Exercise aim
Reproduce, word for word, everything in the gospel song article below from "Tulsa World By" down to "and state vegetable.".

Official state gospel song proposed

Tulsa World By BARBARA HOBEROCK World Capitol Bureau

OKLAHOMA CITY - A Tulsa lawmaker wants to make "Swing Low, Sweet Chariot" the state's official gospel song.

Sen. Judy Eason McIntyre, D-Tulsa, said some board members of the Oklahoma Jazz Hall of Fame made the suggestion. "I decided that is a good idea," McIntyre said. Senate Bill 73 says "Swing Low, Sweet Chariot" was written and composed by Wallis Willis, a Choctaw freedman living in Indian Territory before 1862.

 

"I have heard that song all of my life and never knew it was written by someone in Oklahoma," McIntyre said. She realizes the measure could generate controversy and that the Legislature has important issues to address. "I am not married to this," McIntyre said. "I want this to happen but do not want this to be a center of controversy."

 

In the past, lawmakers have sparred over the state rock song and state vegetable.

 

In 2009, Oklahoma City band Flaming Lips' "Do You Realize? ? " was selected the state rock song in an online contest. After the House killed the measure making the designation official because of a shirt that one of the band members wore to the Capitol, Gov. Brad Henry stepped in to sign an executive order.

 

In 2007, the watermelon was declared the state vegetable, even though some argued that it is really a fruit.

 

Sen. Richard Lerblance, D-Hartshorne, said that he enjoys singing and listening to "Swing Low, Sweet Chariot" but has some reservations about declaring it the state gospel song.

Entries
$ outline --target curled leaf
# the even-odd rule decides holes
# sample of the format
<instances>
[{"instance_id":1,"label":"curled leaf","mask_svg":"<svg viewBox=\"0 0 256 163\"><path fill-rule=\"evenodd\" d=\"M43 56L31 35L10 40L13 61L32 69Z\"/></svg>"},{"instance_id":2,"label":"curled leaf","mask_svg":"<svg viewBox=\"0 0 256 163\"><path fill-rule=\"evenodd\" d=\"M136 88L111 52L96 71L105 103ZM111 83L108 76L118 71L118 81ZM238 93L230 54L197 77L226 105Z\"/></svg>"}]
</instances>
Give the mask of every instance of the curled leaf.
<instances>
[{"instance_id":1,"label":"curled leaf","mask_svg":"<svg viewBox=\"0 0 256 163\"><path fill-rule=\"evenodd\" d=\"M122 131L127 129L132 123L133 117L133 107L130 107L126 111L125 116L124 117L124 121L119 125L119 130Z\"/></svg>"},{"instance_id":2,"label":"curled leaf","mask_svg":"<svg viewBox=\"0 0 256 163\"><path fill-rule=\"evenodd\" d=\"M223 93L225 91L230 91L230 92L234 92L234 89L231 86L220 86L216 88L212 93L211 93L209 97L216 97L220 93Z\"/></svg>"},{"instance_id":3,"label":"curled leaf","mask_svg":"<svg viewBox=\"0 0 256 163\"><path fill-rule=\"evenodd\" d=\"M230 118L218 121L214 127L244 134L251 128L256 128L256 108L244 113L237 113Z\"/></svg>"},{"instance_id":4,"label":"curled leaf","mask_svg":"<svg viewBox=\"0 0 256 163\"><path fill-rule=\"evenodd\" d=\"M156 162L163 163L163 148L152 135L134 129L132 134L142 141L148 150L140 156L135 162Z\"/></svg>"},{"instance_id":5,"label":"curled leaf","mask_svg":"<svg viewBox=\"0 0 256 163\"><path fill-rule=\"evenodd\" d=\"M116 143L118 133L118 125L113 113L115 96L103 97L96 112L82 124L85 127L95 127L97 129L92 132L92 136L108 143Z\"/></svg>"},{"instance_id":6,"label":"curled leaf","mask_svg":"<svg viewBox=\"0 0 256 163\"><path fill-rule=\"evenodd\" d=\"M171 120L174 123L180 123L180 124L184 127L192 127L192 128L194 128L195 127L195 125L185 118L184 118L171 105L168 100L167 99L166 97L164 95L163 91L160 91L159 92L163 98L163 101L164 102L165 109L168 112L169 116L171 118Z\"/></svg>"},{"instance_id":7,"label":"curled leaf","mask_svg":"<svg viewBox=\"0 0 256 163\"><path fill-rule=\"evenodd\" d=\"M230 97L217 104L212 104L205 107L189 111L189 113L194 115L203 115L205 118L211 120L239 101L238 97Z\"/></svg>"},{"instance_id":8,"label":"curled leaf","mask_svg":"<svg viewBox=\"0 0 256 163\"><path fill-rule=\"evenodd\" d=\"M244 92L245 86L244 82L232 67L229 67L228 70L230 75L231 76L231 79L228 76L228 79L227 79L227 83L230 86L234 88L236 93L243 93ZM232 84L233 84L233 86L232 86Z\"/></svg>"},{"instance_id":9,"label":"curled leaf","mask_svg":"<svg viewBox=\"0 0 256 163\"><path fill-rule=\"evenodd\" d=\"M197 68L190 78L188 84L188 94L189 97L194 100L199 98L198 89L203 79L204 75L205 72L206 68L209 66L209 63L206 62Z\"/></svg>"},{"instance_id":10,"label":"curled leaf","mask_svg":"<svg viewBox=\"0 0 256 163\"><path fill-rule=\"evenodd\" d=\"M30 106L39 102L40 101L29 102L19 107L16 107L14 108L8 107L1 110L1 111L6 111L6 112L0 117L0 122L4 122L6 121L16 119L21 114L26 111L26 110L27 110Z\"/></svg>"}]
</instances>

Response for this exercise
Tulsa World By BARBARA HOBEROCK World Capitol Bureau

OKLAHOMA CITY - A Tulsa lawmaker wants to make "Swing Low, Sweet Chariot" the state's official gospel song.

Sen. Judy Eason McIntyre, D-Tulsa, said some board members of the Oklahoma Jazz Hall of Fame made the suggestion. "I decided that is a good idea," McIntyre said. Senate Bill 73 says "Swing Low, Sweet Chariot" was written and composed by Wallis Willis, a Choctaw freedman living in Indian Territory before 1862.

 

"I have heard that song all of my life and never knew it was written by someone in Oklahoma," McIntyre said. She realizes the measure could generate controversy and that the Legislature has important issues to address. "I am not married to this," McIntyre said. "I want this to happen but do not want this to be a center of controversy."

 

In the past, lawmakers have sparred over the state rock song and state vegetable.